* start *

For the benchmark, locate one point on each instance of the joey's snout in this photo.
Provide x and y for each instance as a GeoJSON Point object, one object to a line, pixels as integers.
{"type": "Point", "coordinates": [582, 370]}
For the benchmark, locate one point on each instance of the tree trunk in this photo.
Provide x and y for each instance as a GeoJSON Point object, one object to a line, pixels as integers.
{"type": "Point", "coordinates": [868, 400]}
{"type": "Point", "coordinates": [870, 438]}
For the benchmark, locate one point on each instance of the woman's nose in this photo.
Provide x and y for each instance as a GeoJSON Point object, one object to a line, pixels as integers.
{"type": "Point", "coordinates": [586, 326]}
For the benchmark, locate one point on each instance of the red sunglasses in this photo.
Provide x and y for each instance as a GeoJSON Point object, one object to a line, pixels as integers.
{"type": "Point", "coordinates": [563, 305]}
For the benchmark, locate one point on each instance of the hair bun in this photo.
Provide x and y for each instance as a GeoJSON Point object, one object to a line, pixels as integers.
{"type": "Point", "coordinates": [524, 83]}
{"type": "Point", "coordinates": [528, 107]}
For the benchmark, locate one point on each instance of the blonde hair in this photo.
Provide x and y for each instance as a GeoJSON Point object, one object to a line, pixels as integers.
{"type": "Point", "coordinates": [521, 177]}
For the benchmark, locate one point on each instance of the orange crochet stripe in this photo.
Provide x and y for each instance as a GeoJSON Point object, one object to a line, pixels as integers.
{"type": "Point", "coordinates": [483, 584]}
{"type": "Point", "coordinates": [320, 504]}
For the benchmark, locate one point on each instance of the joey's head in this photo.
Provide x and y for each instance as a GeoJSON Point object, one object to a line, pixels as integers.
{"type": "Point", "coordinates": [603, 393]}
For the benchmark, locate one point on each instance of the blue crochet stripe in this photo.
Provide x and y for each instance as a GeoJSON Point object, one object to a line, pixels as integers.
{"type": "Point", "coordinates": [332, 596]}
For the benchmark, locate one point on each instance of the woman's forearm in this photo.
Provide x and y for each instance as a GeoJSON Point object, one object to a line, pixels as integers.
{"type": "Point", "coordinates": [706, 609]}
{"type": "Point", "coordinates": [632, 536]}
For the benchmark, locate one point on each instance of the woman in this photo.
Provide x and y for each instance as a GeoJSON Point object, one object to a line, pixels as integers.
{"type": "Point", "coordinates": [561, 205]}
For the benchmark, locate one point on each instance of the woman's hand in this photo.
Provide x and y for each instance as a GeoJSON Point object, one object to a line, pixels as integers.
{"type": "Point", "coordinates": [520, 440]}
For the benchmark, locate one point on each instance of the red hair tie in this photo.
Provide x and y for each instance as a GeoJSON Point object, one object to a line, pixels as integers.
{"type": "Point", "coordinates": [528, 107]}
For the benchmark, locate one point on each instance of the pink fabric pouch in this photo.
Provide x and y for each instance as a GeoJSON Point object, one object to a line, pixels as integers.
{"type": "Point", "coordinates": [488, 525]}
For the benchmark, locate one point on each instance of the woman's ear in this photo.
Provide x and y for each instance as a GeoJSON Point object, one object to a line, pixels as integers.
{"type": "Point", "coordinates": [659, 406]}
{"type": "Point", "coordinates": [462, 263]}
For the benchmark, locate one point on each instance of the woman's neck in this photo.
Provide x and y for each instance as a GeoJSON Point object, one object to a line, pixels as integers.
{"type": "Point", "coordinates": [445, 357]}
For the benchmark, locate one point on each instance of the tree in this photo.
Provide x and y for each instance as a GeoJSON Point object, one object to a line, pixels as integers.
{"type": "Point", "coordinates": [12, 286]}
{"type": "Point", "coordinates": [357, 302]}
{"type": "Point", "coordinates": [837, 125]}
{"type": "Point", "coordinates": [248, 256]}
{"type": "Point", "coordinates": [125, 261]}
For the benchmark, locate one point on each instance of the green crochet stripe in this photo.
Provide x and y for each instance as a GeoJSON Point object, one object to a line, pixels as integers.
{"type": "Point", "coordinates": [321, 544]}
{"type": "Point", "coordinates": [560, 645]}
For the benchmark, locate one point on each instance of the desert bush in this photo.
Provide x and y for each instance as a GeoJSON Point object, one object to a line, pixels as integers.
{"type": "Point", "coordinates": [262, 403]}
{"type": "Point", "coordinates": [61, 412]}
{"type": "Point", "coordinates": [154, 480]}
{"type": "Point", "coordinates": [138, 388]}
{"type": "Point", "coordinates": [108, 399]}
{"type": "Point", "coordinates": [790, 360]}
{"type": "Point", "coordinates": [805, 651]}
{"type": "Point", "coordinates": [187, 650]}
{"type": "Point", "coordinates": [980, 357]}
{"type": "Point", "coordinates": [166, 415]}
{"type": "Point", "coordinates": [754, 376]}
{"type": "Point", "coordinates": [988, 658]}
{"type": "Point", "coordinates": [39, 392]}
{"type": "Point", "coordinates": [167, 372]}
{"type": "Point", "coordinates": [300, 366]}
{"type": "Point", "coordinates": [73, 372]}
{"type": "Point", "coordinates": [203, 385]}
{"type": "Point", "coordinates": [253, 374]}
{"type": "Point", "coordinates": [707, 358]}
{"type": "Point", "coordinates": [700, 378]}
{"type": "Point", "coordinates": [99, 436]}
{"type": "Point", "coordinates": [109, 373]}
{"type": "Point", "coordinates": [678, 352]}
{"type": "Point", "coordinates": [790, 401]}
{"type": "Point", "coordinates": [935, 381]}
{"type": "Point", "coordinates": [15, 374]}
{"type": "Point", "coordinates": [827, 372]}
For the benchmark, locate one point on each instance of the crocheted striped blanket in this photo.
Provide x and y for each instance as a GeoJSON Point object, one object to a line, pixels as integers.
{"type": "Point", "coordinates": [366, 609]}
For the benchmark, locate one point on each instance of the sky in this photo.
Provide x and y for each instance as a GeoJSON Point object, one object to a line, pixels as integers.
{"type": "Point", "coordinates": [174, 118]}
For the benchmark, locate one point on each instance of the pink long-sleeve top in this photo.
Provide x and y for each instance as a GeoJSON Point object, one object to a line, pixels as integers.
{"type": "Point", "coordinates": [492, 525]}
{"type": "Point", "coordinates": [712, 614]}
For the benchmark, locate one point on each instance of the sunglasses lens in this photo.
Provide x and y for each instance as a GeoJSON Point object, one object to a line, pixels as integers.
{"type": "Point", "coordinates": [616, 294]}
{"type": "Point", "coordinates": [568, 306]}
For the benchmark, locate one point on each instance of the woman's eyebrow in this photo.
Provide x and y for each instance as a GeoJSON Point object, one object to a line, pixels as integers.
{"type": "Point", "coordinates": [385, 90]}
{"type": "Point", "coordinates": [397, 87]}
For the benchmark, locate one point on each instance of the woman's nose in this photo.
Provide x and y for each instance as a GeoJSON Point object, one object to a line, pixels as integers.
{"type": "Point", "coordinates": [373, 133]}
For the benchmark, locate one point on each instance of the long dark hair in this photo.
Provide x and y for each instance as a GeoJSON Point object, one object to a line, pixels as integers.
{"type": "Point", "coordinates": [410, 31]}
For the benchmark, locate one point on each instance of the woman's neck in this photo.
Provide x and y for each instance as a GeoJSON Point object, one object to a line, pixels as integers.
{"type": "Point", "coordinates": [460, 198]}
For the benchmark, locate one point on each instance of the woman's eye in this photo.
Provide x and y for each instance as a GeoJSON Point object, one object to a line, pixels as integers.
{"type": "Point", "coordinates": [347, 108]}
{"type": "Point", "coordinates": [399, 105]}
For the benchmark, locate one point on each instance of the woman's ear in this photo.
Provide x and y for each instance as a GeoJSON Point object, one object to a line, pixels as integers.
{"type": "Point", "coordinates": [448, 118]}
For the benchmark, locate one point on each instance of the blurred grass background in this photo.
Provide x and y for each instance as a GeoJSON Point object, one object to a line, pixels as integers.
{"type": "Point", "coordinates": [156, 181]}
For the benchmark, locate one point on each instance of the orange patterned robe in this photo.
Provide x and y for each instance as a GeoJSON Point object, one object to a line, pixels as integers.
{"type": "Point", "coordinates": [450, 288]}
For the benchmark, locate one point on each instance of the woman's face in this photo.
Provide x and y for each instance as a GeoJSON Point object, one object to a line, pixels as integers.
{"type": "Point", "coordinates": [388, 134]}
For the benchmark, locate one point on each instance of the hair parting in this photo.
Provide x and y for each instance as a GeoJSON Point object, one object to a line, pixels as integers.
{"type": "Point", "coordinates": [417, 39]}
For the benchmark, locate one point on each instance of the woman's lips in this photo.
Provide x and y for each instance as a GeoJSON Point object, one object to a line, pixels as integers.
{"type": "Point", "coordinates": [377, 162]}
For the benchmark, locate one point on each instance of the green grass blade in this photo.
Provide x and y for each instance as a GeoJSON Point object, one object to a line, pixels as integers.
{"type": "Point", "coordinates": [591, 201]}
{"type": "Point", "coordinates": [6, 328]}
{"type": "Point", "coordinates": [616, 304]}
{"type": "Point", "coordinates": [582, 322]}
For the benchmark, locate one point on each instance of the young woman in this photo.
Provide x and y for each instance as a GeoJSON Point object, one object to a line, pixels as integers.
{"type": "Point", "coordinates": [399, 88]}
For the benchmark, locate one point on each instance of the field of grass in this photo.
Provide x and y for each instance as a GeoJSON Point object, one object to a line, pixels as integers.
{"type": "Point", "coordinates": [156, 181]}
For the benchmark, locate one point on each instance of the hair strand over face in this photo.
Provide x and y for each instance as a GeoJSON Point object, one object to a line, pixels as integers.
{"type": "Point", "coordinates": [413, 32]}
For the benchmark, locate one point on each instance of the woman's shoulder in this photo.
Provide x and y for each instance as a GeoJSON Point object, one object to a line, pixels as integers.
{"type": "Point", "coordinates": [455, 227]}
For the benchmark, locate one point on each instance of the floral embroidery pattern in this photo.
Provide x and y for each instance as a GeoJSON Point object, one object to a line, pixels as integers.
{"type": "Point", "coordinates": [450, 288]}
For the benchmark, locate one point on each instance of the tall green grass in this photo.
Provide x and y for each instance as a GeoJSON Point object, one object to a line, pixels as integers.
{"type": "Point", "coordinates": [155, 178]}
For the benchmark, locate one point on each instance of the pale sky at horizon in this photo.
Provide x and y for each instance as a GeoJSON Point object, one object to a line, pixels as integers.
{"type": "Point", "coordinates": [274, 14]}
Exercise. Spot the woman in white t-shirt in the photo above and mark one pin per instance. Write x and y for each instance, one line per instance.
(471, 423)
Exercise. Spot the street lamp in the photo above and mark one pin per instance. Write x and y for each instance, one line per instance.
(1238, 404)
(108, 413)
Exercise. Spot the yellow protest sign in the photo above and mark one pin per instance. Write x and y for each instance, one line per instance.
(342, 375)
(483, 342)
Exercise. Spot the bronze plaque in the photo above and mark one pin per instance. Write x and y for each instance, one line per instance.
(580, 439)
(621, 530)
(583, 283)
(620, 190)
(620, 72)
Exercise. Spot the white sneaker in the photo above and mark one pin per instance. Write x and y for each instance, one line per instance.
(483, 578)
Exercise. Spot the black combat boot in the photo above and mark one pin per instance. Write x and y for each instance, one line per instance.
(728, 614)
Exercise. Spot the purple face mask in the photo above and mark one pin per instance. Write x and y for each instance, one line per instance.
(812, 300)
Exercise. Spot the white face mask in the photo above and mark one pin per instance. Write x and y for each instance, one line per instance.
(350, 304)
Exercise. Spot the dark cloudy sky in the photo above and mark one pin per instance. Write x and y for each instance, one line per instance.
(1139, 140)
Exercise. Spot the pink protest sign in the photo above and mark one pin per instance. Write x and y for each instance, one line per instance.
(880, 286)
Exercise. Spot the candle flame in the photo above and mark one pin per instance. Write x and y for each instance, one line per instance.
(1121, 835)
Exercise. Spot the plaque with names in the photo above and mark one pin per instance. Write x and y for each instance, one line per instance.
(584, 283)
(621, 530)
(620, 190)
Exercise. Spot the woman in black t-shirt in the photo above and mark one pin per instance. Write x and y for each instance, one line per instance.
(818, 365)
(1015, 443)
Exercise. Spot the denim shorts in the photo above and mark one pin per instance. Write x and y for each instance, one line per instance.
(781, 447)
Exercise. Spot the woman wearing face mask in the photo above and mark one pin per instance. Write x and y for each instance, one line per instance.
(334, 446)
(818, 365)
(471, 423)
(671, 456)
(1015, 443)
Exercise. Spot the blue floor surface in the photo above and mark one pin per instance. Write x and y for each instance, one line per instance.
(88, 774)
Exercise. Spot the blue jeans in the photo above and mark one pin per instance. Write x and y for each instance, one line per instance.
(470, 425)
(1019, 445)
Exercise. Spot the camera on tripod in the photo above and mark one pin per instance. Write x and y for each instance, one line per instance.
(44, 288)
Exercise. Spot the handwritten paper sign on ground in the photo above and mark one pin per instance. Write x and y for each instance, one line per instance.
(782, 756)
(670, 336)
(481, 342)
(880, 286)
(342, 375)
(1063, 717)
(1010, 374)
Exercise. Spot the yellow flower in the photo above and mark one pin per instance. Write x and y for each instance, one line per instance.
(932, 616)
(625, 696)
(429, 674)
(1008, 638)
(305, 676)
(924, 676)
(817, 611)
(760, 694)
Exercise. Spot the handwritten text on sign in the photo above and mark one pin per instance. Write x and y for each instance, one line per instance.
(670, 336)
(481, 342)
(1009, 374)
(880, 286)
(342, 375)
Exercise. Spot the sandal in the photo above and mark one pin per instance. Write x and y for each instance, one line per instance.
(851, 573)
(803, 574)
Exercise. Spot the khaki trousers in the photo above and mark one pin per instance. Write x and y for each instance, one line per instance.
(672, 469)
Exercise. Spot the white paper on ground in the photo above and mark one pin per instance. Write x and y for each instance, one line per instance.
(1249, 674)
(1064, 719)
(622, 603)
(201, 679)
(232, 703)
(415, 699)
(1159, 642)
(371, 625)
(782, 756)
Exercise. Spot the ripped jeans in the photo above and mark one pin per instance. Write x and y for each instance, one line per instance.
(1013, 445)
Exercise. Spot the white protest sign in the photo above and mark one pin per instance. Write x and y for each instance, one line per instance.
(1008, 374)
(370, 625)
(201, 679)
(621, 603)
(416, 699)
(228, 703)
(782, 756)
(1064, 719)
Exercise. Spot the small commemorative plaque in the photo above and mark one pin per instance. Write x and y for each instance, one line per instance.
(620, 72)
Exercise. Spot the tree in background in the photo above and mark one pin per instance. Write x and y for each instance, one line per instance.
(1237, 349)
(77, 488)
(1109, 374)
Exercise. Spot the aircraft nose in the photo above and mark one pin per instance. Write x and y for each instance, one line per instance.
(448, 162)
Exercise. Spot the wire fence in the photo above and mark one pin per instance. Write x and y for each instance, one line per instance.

* end *

> _WHAT IS NEEDED_
Can you recast the lines of the listing above, from the line with "Exercise. Spot the small" up to and including the line with "(1109, 374)", as a JSON list of strings with one string per line and blank lines left out?

> _TASK SOLUTION_
[
  "Exercise. Spot the small commemorative plaque in the photo above and mark one pin per instance. Write x and y for each instance, one line per instance.",
  "(620, 72)",
  "Exercise. Spot the tree in background in the photo above and mark one pin per instance. Write x and y for each instance, one line per instance.",
  "(1237, 349)",
  "(77, 488)",
  "(1109, 374)"
]